--- Start ---

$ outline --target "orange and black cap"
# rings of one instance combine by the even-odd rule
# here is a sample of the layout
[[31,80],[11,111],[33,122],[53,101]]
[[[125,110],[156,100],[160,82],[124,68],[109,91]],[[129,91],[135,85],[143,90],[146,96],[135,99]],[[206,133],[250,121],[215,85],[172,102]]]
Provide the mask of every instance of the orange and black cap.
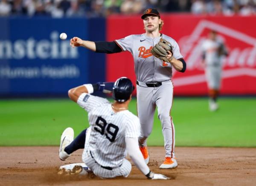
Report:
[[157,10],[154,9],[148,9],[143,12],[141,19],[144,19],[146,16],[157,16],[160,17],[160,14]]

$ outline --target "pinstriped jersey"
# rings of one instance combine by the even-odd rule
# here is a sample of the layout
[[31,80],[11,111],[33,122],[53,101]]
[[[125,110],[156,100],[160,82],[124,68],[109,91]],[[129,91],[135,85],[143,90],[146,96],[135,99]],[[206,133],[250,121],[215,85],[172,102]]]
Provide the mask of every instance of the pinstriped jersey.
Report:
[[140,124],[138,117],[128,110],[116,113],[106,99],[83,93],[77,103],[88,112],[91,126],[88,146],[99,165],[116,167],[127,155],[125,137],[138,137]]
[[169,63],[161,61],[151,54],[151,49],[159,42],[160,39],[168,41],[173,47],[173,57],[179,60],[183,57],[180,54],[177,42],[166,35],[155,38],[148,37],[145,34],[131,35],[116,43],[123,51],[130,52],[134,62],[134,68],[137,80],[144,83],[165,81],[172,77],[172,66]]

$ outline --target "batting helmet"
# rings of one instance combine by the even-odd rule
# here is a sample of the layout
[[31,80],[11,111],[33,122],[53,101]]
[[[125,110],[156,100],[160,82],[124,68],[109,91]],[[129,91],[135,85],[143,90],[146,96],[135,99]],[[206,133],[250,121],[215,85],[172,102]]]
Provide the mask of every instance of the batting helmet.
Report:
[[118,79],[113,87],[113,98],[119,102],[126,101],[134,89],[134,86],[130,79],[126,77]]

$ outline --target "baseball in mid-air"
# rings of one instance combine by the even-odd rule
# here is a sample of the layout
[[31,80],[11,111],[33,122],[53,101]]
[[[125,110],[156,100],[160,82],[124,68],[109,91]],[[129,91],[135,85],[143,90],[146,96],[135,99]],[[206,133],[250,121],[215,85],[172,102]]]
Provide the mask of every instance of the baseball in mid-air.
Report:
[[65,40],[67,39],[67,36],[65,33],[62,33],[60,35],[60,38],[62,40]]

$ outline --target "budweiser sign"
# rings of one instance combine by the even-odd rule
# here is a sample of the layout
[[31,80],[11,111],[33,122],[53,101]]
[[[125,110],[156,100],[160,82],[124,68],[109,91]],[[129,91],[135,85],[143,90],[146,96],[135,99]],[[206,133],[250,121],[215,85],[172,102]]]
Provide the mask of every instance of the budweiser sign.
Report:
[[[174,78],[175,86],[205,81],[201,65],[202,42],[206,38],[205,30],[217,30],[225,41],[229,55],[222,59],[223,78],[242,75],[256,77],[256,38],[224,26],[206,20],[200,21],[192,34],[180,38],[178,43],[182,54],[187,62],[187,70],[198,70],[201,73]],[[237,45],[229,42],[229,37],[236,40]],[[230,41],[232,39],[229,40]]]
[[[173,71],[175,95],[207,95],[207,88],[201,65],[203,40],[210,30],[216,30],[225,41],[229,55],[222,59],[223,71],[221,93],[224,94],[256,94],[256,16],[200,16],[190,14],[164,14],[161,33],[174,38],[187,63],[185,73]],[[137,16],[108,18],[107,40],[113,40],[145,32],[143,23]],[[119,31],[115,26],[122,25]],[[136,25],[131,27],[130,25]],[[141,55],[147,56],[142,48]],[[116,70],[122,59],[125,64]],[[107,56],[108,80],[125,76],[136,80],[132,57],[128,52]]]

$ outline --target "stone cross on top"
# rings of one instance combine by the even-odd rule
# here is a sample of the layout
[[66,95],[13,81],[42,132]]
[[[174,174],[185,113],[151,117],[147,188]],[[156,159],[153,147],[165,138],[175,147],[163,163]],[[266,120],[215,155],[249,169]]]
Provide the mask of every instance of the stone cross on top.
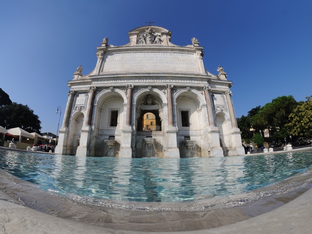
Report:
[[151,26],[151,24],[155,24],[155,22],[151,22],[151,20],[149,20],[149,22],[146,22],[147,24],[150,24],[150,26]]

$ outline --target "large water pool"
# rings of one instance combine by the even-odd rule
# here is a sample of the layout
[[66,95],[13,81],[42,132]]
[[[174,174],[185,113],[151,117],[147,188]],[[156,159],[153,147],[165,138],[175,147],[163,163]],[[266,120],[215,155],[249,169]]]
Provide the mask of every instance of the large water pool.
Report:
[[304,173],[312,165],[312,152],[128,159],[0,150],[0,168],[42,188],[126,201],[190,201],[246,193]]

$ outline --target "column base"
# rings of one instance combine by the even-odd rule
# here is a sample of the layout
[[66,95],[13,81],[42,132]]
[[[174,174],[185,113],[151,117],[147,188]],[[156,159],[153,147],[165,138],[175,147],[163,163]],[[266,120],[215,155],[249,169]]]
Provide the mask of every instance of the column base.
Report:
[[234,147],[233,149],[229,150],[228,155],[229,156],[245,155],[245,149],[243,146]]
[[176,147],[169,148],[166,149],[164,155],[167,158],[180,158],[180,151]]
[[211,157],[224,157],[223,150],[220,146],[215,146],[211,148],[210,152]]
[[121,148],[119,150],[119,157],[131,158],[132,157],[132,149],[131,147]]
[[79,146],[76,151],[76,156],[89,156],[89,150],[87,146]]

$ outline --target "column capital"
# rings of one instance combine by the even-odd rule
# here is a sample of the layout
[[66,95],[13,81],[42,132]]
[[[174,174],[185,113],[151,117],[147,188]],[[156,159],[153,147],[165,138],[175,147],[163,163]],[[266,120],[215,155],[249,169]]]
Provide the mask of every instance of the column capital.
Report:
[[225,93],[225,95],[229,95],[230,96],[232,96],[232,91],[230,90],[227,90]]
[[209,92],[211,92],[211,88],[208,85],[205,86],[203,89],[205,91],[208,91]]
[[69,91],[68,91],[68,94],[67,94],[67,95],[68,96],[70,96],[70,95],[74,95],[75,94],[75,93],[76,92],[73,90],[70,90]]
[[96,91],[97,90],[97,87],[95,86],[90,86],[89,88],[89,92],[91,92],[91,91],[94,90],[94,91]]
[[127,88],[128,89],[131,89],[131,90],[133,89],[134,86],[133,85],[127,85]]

--- End ---

*TASK TO COMPLETE:* Repeat the data in full and exactly. Omit pictures.

*WRITTEN SOLUTION:*
$ outline --target "orange and black cap"
# rings of one instance combine by the even-odd rule
# here is a sample of the layout
[[31,80],[11,111],[33,122],[53,101]]
[[[125,110],[156,100],[160,82],[124,68],[109,91]],[[129,91],[135,85],[143,90],[146,96],[135,99]],[[206,133],[250,121],[215,85],[172,102]]]
Provide the mask of every instance of the orange and black cap.
Report:
[[157,10],[154,9],[148,9],[143,12],[141,19],[144,19],[146,16],[157,16],[160,17],[160,14]]

$ outline --target "pinstriped jersey"
# rings of one instance combine by the even-odd rule
# here is a sample of the layout
[[31,80],[11,111],[33,122],[53,101]]
[[[125,110],[156,100],[160,82],[124,68],[109,91]],[[129,91],[135,85],[143,90],[146,96],[135,99]],[[206,133],[250,121],[215,85],[172,102]]]
Provide the mask of every instance of the pinstriped jersey.
Report:
[[140,124],[138,117],[128,110],[116,113],[106,99],[83,93],[77,103],[88,112],[91,126],[88,146],[99,165],[116,167],[127,155],[125,137],[138,137]]
[[169,63],[161,61],[151,54],[151,49],[159,42],[160,39],[168,41],[173,47],[173,57],[179,60],[183,57],[180,54],[177,42],[166,35],[155,38],[148,37],[145,34],[131,35],[116,43],[123,51],[130,52],[134,62],[134,68],[137,80],[144,83],[165,81],[172,77],[172,66]]

$ outline --target "batting helmet"
# rings of one instance combine by the even-odd rule
# here is a sample of the layout
[[31,80],[11,111],[33,122],[53,101]]
[[[125,110],[156,100],[160,82],[124,68],[109,91]],[[129,91],[135,85],[143,90],[146,96],[135,99]],[[206,133],[250,121],[215,85],[172,102]]]
Provide the mask of every instance of the batting helmet.
Report:
[[118,79],[113,87],[113,98],[119,102],[126,101],[134,89],[134,86],[130,79],[126,77]]

$ outline --target "baseball in mid-air"
# rings of one instance combine by the even-odd rule
# here is a sample of the layout
[[31,80],[11,111],[33,122],[53,101]]
[[[125,110],[156,100],[160,82],[124,68],[109,91]],[[129,91],[135,85],[143,90],[146,96],[135,99]],[[206,133],[250,121],[215,85],[172,102]]]
Provide the mask of every instance of the baseball in mid-air.
Report:
[[65,40],[67,39],[67,36],[65,33],[62,33],[60,35],[60,38],[62,40]]

$ outline --target "budweiser sign"
# rings of one instance combine by the even-odd rule
# here is a sample of the layout
[[31,80],[11,111],[33,122],[53,101]]
[[[125,110],[156,100],[160,82],[124,68],[109,91]],[[129,91],[135,85],[143,90],[146,96],[135,99]],[[206,133],[250,121],[215,85],[172,102]]]
Provide the mask of every instance of the budweiser sign.
Report:
[[[174,78],[175,86],[205,81],[201,65],[202,42],[206,38],[205,30],[217,30],[225,41],[229,55],[222,59],[223,78],[242,75],[256,77],[256,38],[224,26],[206,20],[200,21],[192,34],[180,38],[178,43],[182,54],[187,62],[187,70],[198,70],[201,73]],[[237,45],[229,42],[229,37],[236,40]],[[230,41],[232,39],[229,40]]]
[[[173,71],[175,95],[207,95],[207,88],[201,65],[203,40],[210,30],[216,30],[225,41],[229,55],[222,59],[223,71],[221,93],[224,94],[256,94],[256,16],[200,16],[190,14],[164,14],[161,33],[174,38],[187,63],[185,73]],[[137,16],[108,18],[107,40],[113,40],[145,32],[143,23]],[[119,31],[115,26],[122,25]],[[136,25],[131,27],[130,25]],[[141,55],[147,56],[142,48]],[[116,70],[122,59],[125,64]],[[107,56],[108,80],[125,76],[136,80],[132,57],[128,52]]]

$ outline --target "stone cross on top"
# rings of one instance combine by the even-odd rule
# here is a sample of the layout
[[66,95],[13,81],[42,132]]
[[[174,174],[185,113],[151,117],[147,188]],[[156,159],[153,147],[165,138],[175,147],[163,163]],[[266,120],[215,155],[249,169]]]
Provide the mask of every instance of the stone cross on top.
Report:
[[151,26],[151,24],[155,24],[155,22],[151,22],[151,20],[149,20],[149,22],[146,22],[147,24],[150,24],[150,26]]

$ outline --target "large water pool"
# rings of one instance combine by the even-odd rule
# here is a sample of the layout
[[66,95],[13,81],[42,132]]
[[[174,174],[185,113],[151,117],[147,188]],[[156,159],[153,147],[165,138],[175,147],[163,163]],[[266,120],[215,155],[249,169]]]
Provide the mask of every instance of the large water pool.
Report:
[[304,173],[312,165],[312,152],[128,159],[0,150],[0,168],[42,188],[126,201],[190,201],[246,193]]

$ outline --target "column base"
# rings of one instance combine by the even-odd rule
# here is a sample of the layout
[[66,95],[13,81],[42,132]]
[[[174,174],[185,113],[151,117],[147,188]],[[156,159],[153,147],[165,138],[175,147],[163,163]],[[266,120],[215,155],[249,169]]]
Provide the mask of every instance of the column base.
Report:
[[234,147],[233,149],[229,150],[228,155],[229,156],[245,155],[245,149],[243,146]]
[[176,147],[169,148],[166,149],[164,155],[167,158],[180,158],[180,151]]
[[211,157],[224,157],[223,150],[220,146],[215,146],[211,148],[210,152]]
[[121,148],[119,150],[119,157],[131,158],[132,157],[132,149],[131,147]]
[[79,146],[76,151],[76,156],[89,156],[89,150],[87,146]]

$ outline --target "column capital"
# rings of one instance combine by the even-odd rule
# here is a sample of the layout
[[66,95],[13,81],[42,132]]
[[[174,174],[185,113],[151,117],[147,188]],[[156,159],[153,147],[165,138],[175,147],[163,163]],[[266,120],[215,155],[249,169]]]
Provide the mask of every instance of the column capital.
Report:
[[225,93],[225,95],[229,95],[230,96],[232,96],[232,91],[230,90],[227,90]]
[[209,92],[211,92],[211,88],[208,85],[205,86],[203,89],[205,91],[208,91]]
[[69,91],[68,91],[68,94],[67,94],[67,95],[68,96],[70,96],[70,95],[74,95],[75,94],[75,93],[76,92],[73,90],[70,90]]
[[96,91],[97,90],[97,87],[95,86],[90,86],[89,88],[89,92],[91,92],[91,91],[94,90],[94,91]]
[[127,88],[128,89],[131,89],[131,90],[133,89],[134,86],[133,85],[127,85]]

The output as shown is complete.